▸ **What you should do**:
In the passage on Stan and latent variables, what model is the Poisson–Gamma model equivalent to once the integral over lambda is solved analytically?

▸ **Text to read**:
-----

While it is a bit hard to say without knowing more about the model, I think, this might not always be the case. I am however far from an expert on this, so please check my reasoning.

In some way, Stan is a multidimensional integrator and will - in principle, if not always in practice - happily integrate additional nuisance dimensions for you. To take a simple example: Assume the following model:

p(\mu,\phi | y) \propto \int_0^\infty \frac{1}{y!} \, \lambda^y \, \exp(-\lambda) \frac{\frac{\phi}{\mu}^{\phi}} {\Gamma(\phi)} \, y^{\phi - 1} \exp(-\frac{\phi}{\mu} \, y) \mathrm{d}\lambda

This happens to be a model obtained by integrating out \lambda from:

y \sim \rm{Poisson(\lambda)} \\ \lambda \sim \rm{Gamma(\phi, \frac{\phi}{\mu})}

In this case, it happens that we can solve the integral analytically and the model is equivalent to

y \sim \rm{NegBinom_2}(\mu, \phi)

however, if we weren’t able to solve the integral, we could write a Stan model with \lambda as latent varible:

parameters {
real<lower=0> lambda;
real<lower=0> mu;
real<lower=0> phi;
}

model {
y ~ poisson(lambda);
lambda ~ gamma(phi, phi / mu);
}



And this can be a well behaved model, although computationally more demanding.

Note that in the process we are:

• Implicitly solving an integral
• Avoiding computation of some constants (as now both Poisson and Gamma distribution are needed without constants).

In this particular case this doesn’t help us get rid of anything interesting, especially because Gamma has no interesting constant terms. But I think that if (and this is a big “if”) you can reformulate your model with suitable nuisance variables, Stan may compute c(m) implicitly on your behalf.

-----

▸ **Data lines**:
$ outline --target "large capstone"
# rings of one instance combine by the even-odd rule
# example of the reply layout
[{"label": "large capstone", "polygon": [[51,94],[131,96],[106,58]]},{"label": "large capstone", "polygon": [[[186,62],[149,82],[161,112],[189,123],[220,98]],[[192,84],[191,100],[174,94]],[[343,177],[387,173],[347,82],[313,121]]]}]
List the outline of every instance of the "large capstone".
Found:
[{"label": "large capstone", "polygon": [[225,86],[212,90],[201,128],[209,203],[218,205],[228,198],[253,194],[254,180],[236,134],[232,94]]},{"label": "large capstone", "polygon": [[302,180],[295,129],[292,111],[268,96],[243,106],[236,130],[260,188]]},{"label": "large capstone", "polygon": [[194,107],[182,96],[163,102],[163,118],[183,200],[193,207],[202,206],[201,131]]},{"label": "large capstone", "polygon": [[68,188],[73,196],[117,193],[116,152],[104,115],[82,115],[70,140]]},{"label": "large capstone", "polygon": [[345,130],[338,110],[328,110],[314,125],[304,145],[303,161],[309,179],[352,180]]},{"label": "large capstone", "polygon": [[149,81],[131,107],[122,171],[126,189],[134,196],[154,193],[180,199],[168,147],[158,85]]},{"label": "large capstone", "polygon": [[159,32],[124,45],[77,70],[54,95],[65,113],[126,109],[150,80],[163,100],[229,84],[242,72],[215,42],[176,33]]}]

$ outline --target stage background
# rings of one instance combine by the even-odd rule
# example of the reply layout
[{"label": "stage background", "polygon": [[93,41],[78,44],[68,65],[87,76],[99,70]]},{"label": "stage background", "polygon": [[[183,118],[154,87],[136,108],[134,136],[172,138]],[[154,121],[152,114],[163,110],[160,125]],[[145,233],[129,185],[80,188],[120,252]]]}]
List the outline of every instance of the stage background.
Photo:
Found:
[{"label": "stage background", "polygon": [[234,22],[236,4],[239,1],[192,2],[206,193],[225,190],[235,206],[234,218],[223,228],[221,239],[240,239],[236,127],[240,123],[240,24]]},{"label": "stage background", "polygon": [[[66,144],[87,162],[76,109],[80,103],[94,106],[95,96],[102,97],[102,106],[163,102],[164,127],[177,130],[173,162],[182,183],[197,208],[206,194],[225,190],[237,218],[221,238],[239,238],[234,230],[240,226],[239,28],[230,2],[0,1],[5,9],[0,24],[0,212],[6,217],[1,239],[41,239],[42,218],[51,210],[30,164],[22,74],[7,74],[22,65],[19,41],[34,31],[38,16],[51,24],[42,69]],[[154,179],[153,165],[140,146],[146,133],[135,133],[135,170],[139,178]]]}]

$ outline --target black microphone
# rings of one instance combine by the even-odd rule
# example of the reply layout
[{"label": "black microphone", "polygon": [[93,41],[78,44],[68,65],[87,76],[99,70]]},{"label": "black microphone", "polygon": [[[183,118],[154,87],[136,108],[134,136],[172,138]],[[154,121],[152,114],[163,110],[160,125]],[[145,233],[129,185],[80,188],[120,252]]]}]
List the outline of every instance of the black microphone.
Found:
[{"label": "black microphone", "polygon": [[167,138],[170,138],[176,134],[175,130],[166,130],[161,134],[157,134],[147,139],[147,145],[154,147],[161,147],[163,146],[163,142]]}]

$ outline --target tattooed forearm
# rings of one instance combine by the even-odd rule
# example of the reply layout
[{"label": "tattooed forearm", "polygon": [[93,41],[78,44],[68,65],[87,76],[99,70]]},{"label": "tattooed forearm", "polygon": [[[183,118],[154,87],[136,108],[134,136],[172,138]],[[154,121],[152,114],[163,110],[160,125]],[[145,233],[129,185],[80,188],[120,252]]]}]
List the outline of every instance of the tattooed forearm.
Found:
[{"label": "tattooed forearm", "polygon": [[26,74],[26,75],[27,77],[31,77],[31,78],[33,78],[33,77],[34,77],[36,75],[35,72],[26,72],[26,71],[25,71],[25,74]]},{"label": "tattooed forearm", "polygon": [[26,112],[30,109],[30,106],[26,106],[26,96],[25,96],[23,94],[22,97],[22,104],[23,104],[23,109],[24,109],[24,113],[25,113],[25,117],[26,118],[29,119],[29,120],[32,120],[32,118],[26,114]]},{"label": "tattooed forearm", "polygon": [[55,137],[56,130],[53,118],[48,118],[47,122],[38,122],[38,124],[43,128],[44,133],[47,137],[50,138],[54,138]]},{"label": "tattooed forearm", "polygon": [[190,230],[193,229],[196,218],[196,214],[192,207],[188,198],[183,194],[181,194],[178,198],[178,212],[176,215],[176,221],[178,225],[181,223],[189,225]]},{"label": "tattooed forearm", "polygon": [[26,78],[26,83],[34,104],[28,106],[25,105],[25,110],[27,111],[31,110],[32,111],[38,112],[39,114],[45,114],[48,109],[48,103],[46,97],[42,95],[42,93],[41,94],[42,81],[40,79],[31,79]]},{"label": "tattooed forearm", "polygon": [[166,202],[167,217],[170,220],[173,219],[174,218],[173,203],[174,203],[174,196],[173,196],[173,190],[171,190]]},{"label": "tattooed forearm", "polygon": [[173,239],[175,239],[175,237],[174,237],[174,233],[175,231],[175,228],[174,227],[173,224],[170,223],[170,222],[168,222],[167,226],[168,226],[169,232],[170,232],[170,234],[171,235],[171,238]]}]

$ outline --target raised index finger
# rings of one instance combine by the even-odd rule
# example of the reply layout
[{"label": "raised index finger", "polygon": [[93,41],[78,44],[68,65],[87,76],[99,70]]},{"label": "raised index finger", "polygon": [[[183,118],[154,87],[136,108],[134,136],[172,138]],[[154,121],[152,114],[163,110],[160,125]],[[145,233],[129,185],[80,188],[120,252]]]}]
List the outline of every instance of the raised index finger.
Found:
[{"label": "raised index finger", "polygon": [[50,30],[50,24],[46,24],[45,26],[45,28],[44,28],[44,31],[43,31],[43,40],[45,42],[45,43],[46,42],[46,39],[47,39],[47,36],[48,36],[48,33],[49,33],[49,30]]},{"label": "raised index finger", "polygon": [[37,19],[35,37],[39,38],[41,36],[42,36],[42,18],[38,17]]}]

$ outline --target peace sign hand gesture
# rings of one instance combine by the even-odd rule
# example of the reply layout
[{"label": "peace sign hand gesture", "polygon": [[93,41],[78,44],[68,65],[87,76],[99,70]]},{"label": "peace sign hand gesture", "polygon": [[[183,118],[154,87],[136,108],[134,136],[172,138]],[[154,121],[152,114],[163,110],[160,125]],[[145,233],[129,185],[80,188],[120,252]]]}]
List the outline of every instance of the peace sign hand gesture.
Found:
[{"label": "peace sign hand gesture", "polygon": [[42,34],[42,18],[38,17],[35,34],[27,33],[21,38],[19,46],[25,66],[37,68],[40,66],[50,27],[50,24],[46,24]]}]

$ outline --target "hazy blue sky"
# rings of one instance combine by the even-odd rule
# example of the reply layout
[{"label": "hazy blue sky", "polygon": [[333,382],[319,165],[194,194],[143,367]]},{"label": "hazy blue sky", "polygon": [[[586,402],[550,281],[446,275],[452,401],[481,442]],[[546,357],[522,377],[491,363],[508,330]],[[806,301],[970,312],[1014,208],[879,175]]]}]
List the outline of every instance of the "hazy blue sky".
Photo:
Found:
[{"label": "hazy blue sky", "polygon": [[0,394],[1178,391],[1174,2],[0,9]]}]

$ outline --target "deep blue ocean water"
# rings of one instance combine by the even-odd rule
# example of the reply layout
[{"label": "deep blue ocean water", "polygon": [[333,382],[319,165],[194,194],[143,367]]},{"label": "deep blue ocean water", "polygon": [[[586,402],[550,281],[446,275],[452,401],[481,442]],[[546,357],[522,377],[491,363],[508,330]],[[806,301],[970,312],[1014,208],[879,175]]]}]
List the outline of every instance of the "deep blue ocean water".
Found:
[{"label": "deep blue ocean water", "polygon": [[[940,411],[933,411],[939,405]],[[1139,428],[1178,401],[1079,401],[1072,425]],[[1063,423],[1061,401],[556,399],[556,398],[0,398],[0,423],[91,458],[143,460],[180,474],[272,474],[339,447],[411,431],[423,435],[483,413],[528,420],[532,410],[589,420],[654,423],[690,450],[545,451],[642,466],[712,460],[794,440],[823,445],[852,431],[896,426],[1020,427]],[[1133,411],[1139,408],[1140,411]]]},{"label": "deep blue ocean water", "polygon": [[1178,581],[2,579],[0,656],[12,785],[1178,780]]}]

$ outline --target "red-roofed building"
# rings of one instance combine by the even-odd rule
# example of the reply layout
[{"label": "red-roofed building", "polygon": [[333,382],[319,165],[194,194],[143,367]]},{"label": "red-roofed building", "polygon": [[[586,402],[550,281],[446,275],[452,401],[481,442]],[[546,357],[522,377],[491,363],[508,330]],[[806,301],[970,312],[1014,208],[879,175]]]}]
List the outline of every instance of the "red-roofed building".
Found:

-----

▸ **Full response**:
It is equivalent to y ~ NegBinom_2(μ, φ), a negative binomial model.